• [Objetivo indicado]:
Responda a partir del texto sobre Thomas Gravesen:
(a) ¿De qué ciudad danesa era oriundo el jugador?
(b) ¿Qué edad tenía cuando llegó al Madrid?
(c) ¿Contra qué equipo debutó y con qué resultado terminó ese partido?

• [Fragmento de texto]:
Las mejores firmas madridistas del planeta

Ha pasado un tiempo, pero la sección 'Hijos de la Década' no podía caer en el olvido. No, todavía no. Me permito la bufonada de regresar con uno de los, quizá, más célebres hijos del destino madridista de la primera década del siglo XXI: Thomas Gravesen, nuestro querido mastín danés.

Thomas Gravesen, oriundo de la ciudad danesa de Velje, en Jutlandia, llegó al Madrid a comienzos del 2005 como envuelto en una ola espumosa: euforia, socarronería general y expectación. Tenía 29 años; venía avalado por cinco buenas campañas en la Premier y una actuación de cierta relevancia con Dinamarca en la Eurocopa del verano anterior, en Portugal. Sobre todo, Gravesen era su cara: un cráneo limpio de pelo, unas orejas despegadas, unos maxilares afilados, las cuencas de los ojos hundidas y dos bolas blancas dentro de ellas que parecían ventanucos al Mäelstrom. Daba, ciertamente, algo de miedo, a pesar de su hablar pausado y de su sonrisa perenne. O precisamente por ello.

Gravesen Real Madrid

Todo lo que sé de Dinamarca lo aprendí con Borgen. Porque Gravesen es otro mundo gutural, arcaico, primitivo, hecho de violencia sorda y tejido con los dientes crujidos de las víctimas de todos sus tatarabuelos vikingos puestos en fila. Uno detrás de otro. En los ojos de Gravesen había, cosida a las pupilas, toda la sangre de Groenlandia, de Inglaterra, de Asturias y hasta de Canadá, que derramaron sus ancestros conquistadores y salvajes. Debutó una noche fría de enero de 2005, en un partido que terminó 3-1 contra el Zaragoza. Fue la noche en que Figo destrozó la rodilla y la carrera de César Jiménez, aquel buen hombre. El Bernabéu recibió al danés como Las Ventas saludaría a un bombero torero. Corría estrafalariamente, moviendo las manitas hacia atrás, como una chiquilla. Y sonreía. No paraba nunca de sonreír.

Una serie de registros:

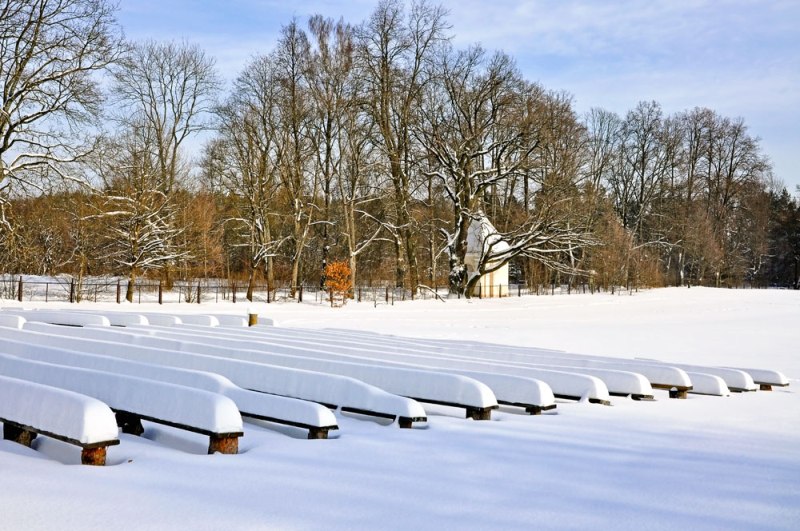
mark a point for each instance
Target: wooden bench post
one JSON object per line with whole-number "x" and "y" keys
{"x": 94, "y": 456}
{"x": 18, "y": 434}
{"x": 224, "y": 443}
{"x": 129, "y": 423}
{"x": 318, "y": 433}
{"x": 479, "y": 413}
{"x": 405, "y": 422}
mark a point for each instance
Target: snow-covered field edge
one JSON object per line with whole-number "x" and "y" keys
{"x": 702, "y": 463}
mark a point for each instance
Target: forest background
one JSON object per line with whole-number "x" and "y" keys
{"x": 376, "y": 142}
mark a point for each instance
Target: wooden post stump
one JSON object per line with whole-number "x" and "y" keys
{"x": 680, "y": 394}
{"x": 477, "y": 413}
{"x": 404, "y": 422}
{"x": 129, "y": 423}
{"x": 93, "y": 456}
{"x": 318, "y": 433}
{"x": 18, "y": 434}
{"x": 224, "y": 444}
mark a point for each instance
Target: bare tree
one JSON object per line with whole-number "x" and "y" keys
{"x": 165, "y": 92}
{"x": 138, "y": 215}
{"x": 331, "y": 86}
{"x": 49, "y": 53}
{"x": 393, "y": 54}
{"x": 246, "y": 169}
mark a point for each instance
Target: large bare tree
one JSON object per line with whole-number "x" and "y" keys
{"x": 394, "y": 48}
{"x": 165, "y": 92}
{"x": 50, "y": 51}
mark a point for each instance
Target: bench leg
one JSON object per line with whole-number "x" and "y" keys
{"x": 129, "y": 423}
{"x": 223, "y": 444}
{"x": 404, "y": 422}
{"x": 94, "y": 456}
{"x": 477, "y": 413}
{"x": 18, "y": 434}
{"x": 682, "y": 394}
{"x": 318, "y": 433}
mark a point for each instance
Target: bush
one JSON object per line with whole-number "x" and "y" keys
{"x": 337, "y": 282}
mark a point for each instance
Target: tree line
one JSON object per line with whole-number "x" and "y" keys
{"x": 378, "y": 143}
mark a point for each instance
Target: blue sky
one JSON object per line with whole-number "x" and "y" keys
{"x": 740, "y": 58}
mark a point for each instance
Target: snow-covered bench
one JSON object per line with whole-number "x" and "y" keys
{"x": 29, "y": 409}
{"x": 422, "y": 385}
{"x": 348, "y": 394}
{"x": 501, "y": 380}
{"x": 315, "y": 418}
{"x": 136, "y": 399}
{"x": 8, "y": 320}
{"x": 61, "y": 317}
{"x": 766, "y": 378}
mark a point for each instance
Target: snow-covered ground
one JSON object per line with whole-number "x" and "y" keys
{"x": 701, "y": 463}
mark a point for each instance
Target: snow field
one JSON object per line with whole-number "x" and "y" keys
{"x": 71, "y": 415}
{"x": 705, "y": 463}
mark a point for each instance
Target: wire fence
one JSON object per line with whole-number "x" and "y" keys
{"x": 199, "y": 291}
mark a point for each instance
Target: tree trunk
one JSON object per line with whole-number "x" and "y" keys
{"x": 131, "y": 286}
{"x": 251, "y": 284}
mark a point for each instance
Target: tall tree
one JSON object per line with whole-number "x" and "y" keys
{"x": 165, "y": 92}
{"x": 393, "y": 52}
{"x": 50, "y": 51}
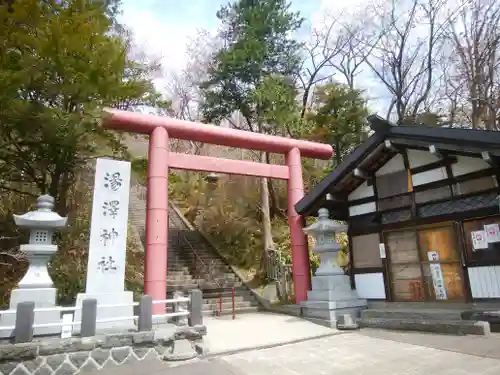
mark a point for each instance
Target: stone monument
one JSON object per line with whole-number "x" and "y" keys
{"x": 331, "y": 298}
{"x": 37, "y": 285}
{"x": 107, "y": 247}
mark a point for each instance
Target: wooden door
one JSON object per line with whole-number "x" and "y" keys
{"x": 441, "y": 266}
{"x": 405, "y": 270}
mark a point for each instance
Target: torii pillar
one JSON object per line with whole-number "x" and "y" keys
{"x": 161, "y": 159}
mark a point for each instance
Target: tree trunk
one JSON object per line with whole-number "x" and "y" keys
{"x": 266, "y": 217}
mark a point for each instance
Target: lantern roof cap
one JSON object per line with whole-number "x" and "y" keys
{"x": 324, "y": 224}
{"x": 43, "y": 217}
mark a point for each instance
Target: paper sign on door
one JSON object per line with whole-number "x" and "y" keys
{"x": 492, "y": 233}
{"x": 381, "y": 247}
{"x": 479, "y": 240}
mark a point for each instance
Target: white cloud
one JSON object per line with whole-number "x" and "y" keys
{"x": 162, "y": 35}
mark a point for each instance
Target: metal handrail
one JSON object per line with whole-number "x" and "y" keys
{"x": 142, "y": 190}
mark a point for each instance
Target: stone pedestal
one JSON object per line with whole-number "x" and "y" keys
{"x": 36, "y": 285}
{"x": 331, "y": 296}
{"x": 108, "y": 313}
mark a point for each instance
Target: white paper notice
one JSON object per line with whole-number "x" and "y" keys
{"x": 381, "y": 247}
{"x": 67, "y": 327}
{"x": 492, "y": 233}
{"x": 479, "y": 240}
{"x": 437, "y": 276}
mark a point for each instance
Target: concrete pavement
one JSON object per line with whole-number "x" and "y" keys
{"x": 233, "y": 350}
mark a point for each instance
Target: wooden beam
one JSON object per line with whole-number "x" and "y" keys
{"x": 488, "y": 158}
{"x": 435, "y": 151}
{"x": 388, "y": 145}
{"x": 361, "y": 174}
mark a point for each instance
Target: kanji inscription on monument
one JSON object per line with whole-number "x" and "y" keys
{"x": 108, "y": 244}
{"x": 108, "y": 231}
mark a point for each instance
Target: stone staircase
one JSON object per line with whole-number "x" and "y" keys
{"x": 192, "y": 262}
{"x": 440, "y": 317}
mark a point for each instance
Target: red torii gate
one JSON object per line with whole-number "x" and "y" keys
{"x": 160, "y": 159}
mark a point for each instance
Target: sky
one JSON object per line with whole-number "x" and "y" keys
{"x": 163, "y": 28}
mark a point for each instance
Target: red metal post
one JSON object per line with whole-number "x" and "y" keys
{"x": 155, "y": 266}
{"x": 232, "y": 299}
{"x": 300, "y": 254}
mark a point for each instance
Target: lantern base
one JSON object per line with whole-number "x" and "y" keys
{"x": 330, "y": 299}
{"x": 43, "y": 298}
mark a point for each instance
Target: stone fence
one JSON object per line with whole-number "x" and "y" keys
{"x": 92, "y": 350}
{"x": 23, "y": 329}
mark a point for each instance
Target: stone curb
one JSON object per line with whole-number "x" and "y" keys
{"x": 213, "y": 354}
{"x": 262, "y": 301}
{"x": 54, "y": 356}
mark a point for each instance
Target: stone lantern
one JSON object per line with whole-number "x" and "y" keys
{"x": 331, "y": 299}
{"x": 37, "y": 285}
{"x": 42, "y": 224}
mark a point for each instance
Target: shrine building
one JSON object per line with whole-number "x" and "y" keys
{"x": 422, "y": 208}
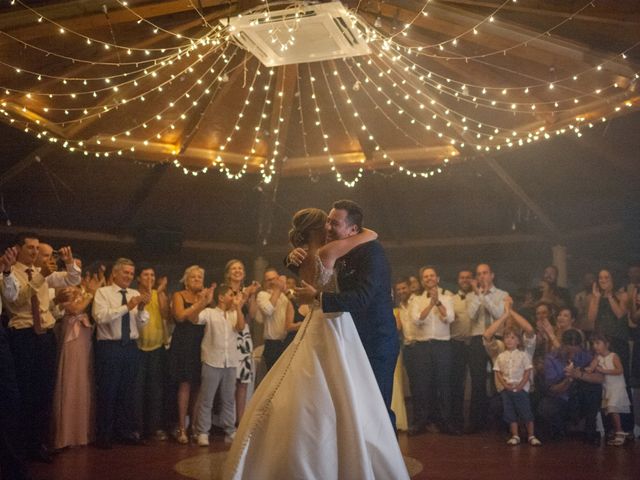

• [Resultado]:
(a) De Velje, en Jutlandia.
(b) Tenía 29 años.
(c) Contra el Zaragoza; el partido terminó 3-1.